Excerpts of pointing data
▼

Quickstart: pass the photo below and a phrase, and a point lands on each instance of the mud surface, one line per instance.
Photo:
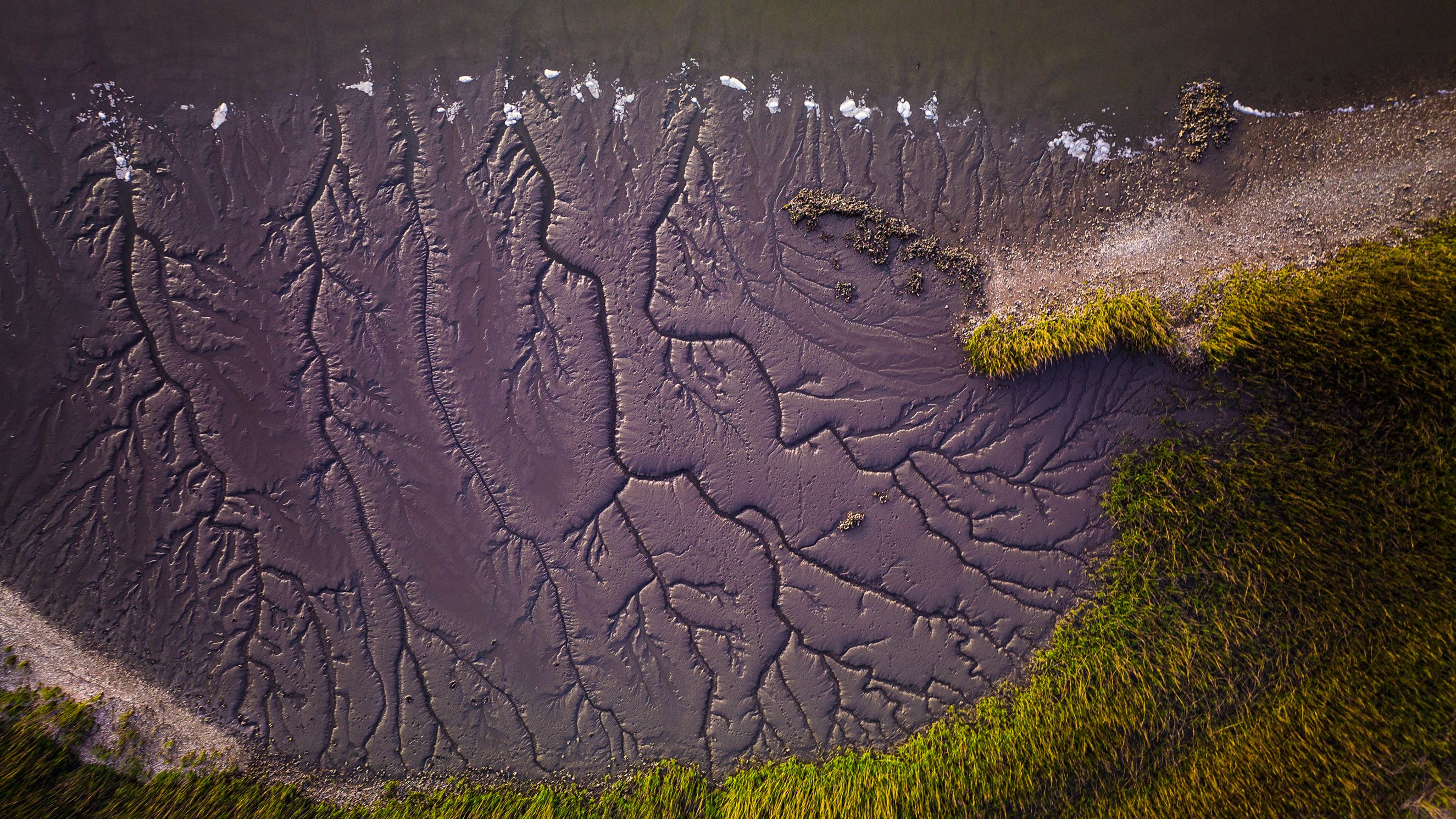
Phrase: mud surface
(413, 441)
(409, 415)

▲

• [Written task] From the listing above, print every entry precisely and drop the pictures.

• [Task answer]
Quickstart: pass the photo below and a phrase, and a point lands on each instance of the mud surface, one line per instance.
Photo:
Phrase: mud surface
(413, 441)
(409, 415)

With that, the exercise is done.